Given problem. Starting at the line that holds "Guideline: the keypoint for each instance of the budding", copy every line exactly through the end of the data, and no others.

Dataset rows.
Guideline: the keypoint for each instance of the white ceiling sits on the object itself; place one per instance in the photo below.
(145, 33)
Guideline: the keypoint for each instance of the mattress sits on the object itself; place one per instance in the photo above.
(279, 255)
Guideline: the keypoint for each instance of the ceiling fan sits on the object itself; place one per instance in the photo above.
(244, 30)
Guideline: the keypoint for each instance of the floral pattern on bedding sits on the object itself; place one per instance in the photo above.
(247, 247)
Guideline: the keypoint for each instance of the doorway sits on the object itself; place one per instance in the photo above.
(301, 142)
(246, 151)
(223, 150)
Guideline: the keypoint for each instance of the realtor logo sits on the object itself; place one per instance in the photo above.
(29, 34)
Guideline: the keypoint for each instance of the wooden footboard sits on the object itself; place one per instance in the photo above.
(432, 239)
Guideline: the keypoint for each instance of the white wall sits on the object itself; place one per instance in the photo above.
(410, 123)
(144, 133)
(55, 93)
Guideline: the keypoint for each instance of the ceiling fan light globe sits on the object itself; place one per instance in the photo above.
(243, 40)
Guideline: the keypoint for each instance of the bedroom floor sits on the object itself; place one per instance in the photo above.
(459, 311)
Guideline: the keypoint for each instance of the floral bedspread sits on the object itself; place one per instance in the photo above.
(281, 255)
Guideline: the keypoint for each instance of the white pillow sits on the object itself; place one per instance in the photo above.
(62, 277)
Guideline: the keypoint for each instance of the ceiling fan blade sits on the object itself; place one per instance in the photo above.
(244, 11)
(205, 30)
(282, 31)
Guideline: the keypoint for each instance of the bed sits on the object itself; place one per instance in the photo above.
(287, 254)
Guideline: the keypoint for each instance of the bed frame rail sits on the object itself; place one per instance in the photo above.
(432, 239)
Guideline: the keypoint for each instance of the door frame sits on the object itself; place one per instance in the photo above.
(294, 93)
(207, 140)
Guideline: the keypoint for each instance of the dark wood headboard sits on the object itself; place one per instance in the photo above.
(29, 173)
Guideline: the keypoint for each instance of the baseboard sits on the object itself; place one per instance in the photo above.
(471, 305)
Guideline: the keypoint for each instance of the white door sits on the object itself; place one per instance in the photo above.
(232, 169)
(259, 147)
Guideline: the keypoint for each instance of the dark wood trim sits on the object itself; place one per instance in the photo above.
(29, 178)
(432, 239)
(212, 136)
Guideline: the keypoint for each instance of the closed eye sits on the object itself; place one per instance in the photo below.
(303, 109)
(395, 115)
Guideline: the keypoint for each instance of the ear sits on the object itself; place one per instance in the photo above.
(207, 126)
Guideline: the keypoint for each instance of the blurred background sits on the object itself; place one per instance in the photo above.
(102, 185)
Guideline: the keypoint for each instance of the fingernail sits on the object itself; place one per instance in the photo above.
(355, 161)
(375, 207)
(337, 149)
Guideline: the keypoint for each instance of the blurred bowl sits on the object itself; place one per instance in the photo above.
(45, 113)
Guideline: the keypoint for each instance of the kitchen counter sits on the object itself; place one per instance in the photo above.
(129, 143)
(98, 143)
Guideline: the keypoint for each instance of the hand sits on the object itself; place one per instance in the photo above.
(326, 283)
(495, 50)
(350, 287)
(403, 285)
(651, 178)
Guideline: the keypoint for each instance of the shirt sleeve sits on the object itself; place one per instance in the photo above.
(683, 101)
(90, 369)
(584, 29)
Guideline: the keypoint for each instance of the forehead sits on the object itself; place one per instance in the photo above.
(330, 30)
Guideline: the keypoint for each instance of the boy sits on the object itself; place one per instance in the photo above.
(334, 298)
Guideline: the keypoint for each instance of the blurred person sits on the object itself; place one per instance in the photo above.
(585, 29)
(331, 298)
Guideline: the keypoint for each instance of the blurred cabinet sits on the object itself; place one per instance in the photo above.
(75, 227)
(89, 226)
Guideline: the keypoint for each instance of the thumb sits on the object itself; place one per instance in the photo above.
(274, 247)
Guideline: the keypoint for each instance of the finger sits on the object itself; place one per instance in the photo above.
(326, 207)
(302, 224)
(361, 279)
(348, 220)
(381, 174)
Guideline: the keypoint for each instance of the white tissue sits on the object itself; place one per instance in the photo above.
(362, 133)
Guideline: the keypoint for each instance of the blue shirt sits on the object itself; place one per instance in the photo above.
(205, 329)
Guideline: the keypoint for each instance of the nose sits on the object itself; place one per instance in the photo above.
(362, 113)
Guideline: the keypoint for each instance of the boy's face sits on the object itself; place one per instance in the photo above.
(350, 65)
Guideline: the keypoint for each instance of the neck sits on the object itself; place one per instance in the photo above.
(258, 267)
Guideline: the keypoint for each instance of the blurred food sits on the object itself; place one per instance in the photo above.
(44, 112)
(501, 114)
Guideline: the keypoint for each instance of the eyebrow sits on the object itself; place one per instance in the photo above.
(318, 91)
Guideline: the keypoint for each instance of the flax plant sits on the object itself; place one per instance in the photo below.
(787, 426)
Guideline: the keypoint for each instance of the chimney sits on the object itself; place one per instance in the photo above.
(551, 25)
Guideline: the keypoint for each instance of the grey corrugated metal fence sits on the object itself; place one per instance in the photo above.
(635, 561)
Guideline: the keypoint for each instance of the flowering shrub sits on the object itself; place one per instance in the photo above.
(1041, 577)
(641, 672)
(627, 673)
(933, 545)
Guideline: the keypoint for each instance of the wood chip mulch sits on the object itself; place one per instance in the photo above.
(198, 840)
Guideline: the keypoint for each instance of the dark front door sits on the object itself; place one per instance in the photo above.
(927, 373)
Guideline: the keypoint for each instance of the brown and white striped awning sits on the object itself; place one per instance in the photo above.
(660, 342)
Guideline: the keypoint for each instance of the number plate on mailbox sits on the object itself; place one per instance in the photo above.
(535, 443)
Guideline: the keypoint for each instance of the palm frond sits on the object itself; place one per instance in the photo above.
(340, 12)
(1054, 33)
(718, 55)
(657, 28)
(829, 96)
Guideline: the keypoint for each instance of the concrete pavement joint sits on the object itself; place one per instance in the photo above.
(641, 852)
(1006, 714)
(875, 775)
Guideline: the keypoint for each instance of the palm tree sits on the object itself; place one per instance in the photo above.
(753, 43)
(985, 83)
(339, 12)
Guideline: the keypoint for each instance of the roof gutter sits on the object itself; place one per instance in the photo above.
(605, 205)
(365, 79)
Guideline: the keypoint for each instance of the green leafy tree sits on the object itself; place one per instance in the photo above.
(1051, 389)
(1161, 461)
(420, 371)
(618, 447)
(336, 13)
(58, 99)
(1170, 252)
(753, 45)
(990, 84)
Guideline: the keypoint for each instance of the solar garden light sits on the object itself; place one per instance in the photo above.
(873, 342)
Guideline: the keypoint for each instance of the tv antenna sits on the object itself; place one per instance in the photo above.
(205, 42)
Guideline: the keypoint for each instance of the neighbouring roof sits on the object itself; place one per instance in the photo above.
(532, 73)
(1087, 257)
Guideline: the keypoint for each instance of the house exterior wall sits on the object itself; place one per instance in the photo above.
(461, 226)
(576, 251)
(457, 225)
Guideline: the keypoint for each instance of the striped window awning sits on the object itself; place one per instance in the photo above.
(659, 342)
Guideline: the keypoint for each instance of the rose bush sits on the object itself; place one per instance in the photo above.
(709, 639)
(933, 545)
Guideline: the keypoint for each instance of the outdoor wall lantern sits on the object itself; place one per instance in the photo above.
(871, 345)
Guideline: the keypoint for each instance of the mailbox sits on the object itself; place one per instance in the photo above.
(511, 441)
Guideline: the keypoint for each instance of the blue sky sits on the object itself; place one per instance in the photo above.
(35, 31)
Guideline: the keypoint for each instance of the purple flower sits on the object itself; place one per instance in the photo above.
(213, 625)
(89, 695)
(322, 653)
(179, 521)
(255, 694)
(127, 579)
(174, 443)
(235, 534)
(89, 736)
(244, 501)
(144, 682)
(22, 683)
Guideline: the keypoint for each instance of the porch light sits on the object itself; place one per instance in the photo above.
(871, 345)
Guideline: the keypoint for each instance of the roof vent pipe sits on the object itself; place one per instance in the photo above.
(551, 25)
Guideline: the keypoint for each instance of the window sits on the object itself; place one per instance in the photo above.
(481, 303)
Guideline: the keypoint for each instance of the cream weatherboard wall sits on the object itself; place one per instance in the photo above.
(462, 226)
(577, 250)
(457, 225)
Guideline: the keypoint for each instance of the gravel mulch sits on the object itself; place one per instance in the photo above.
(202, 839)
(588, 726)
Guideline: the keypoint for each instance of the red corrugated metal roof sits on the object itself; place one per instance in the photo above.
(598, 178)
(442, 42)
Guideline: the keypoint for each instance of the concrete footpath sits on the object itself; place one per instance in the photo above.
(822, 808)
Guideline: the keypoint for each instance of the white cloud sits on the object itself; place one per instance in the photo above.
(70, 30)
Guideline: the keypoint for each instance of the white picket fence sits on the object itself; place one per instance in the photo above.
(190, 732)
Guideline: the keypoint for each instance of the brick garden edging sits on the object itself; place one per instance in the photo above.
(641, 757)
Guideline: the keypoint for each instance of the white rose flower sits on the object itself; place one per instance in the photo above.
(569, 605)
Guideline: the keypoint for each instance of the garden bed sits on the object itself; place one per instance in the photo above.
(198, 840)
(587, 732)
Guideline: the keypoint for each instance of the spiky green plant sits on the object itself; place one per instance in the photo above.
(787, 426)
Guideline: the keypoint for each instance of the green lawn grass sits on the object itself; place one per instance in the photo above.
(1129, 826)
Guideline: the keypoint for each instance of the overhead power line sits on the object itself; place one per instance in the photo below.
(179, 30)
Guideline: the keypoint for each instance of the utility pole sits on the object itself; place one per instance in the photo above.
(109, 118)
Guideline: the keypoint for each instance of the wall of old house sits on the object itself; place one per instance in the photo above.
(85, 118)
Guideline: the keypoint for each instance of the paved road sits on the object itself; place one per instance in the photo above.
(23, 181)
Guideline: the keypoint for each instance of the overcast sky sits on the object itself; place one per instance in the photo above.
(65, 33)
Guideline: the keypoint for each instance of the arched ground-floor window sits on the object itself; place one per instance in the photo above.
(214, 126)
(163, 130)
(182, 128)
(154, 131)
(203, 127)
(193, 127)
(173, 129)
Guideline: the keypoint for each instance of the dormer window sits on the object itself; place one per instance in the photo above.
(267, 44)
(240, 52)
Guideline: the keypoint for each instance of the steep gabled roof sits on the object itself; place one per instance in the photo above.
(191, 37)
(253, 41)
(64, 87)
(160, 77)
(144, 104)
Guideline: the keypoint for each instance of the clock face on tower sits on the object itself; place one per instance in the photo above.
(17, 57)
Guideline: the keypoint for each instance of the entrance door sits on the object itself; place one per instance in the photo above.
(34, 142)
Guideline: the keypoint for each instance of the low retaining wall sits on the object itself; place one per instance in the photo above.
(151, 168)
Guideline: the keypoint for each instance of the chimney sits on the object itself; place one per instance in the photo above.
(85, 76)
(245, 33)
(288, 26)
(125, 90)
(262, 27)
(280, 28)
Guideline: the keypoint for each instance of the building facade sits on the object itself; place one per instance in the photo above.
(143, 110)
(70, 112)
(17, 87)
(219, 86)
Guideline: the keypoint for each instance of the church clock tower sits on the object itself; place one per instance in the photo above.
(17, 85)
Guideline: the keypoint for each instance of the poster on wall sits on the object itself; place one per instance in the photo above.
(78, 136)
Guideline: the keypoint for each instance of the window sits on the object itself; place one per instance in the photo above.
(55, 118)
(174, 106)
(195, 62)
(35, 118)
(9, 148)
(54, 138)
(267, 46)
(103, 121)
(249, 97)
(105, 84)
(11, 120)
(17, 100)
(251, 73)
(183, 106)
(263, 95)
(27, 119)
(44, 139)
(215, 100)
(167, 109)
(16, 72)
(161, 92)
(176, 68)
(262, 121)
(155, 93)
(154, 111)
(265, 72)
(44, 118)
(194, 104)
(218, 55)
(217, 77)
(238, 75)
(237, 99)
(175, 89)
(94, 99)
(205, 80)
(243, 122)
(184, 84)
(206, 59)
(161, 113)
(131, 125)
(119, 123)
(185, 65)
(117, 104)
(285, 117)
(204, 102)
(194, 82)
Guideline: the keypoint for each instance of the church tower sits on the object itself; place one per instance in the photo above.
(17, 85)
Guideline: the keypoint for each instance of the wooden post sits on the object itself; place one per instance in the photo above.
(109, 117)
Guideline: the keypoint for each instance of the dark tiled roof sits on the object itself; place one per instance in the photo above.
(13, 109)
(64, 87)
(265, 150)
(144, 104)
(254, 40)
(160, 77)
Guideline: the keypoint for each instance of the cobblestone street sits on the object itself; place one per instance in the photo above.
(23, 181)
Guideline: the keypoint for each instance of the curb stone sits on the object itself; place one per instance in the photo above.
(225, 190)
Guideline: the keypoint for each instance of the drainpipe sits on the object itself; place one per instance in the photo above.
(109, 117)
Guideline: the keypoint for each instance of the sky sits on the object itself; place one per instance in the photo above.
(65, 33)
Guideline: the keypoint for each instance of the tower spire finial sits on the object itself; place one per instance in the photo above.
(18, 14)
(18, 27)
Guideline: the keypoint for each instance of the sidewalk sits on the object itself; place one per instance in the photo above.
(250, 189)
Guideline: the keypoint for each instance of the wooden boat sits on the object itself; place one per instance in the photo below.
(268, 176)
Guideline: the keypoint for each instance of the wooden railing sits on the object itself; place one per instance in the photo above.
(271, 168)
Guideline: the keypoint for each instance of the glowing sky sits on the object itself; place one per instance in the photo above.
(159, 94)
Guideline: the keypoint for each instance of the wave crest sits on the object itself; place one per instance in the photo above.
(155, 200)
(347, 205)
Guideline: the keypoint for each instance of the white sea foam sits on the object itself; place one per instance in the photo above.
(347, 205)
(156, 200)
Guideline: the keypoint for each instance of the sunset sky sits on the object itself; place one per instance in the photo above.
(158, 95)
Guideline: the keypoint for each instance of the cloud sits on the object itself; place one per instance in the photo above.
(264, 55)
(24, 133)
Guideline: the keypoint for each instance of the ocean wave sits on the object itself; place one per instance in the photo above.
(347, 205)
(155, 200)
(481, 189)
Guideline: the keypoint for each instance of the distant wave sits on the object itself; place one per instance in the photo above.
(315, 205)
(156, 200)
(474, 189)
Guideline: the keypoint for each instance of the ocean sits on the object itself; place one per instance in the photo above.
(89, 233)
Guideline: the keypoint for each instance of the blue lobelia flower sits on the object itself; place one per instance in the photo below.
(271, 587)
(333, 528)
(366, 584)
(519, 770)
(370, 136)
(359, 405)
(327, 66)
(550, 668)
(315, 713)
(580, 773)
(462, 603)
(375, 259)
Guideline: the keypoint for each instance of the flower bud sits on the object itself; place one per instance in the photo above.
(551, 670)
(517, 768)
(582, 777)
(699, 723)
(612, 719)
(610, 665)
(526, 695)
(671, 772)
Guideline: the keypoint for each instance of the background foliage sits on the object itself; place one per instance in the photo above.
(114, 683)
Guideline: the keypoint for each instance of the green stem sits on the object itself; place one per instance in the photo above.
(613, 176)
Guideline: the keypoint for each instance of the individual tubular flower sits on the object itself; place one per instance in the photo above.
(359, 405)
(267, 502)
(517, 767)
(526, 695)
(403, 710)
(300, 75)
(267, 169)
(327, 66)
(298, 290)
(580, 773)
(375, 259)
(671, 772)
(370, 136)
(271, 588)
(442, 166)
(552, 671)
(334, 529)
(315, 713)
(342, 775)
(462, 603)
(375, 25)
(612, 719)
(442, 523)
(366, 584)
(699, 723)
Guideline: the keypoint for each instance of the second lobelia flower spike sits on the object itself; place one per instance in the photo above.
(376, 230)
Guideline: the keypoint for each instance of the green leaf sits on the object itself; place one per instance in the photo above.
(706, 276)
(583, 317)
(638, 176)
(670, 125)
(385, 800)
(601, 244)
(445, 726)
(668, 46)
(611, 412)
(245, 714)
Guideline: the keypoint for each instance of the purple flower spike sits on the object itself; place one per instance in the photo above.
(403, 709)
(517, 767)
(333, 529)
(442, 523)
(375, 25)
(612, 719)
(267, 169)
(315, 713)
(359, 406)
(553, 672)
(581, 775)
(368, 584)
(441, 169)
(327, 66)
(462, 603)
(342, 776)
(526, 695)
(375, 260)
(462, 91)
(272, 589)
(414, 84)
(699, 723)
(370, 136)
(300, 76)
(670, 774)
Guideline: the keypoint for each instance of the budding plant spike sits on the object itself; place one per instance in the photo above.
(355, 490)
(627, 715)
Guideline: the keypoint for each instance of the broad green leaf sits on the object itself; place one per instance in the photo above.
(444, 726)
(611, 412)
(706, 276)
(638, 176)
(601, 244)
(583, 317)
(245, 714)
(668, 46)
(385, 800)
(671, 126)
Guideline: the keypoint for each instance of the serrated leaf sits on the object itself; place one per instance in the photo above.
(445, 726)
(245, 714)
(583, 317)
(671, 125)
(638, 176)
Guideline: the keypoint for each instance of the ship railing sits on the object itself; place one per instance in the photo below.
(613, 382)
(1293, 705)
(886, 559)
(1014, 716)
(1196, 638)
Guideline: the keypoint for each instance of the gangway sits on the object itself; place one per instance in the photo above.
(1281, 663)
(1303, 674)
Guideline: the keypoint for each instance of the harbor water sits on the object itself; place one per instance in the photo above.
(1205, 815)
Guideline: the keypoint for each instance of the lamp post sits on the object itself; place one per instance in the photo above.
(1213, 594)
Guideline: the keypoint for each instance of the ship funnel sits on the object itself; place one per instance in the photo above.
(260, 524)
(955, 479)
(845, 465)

Exercise result.
Guideline: the keypoint for each instance of the budding plant spike sits on the object itself; place one per instance in the photo above.
(355, 490)
(627, 715)
Guideline: the keypoint for each instance of the broad green leaf sits on the object itself; place one per instance in the photo above.
(444, 726)
(611, 412)
(706, 276)
(638, 176)
(601, 244)
(583, 317)
(245, 714)
(668, 46)
(385, 800)
(671, 126)
Guideline: the keypoint for each instance of the serrated leaf sits on the object itself; place one per instance in the photo above.
(445, 726)
(245, 714)
(583, 317)
(671, 125)
(638, 176)
Guideline: the keypoint for each instance of the ship railing sits on the object itself; place one per instance in the photo below.
(613, 382)
(1293, 705)
(886, 559)
(1014, 716)
(1196, 638)
Guideline: the keypoint for each instance of the gangway sits on the object itself; place one per instance in the photo above.
(1281, 663)
(1303, 674)
Guideline: the keypoint for each instance of the harbor water sits on the object itself; place one per instance in the photo above.
(1205, 815)
Guideline: the keypoint for each instance of the lamp post sits on the object itself; place one per instance in the photo above.
(1213, 594)
Guideline: the keypoint for each instance of the ship funnel sits on the object itself; place one per instance in the photo above.
(260, 524)
(955, 479)
(845, 465)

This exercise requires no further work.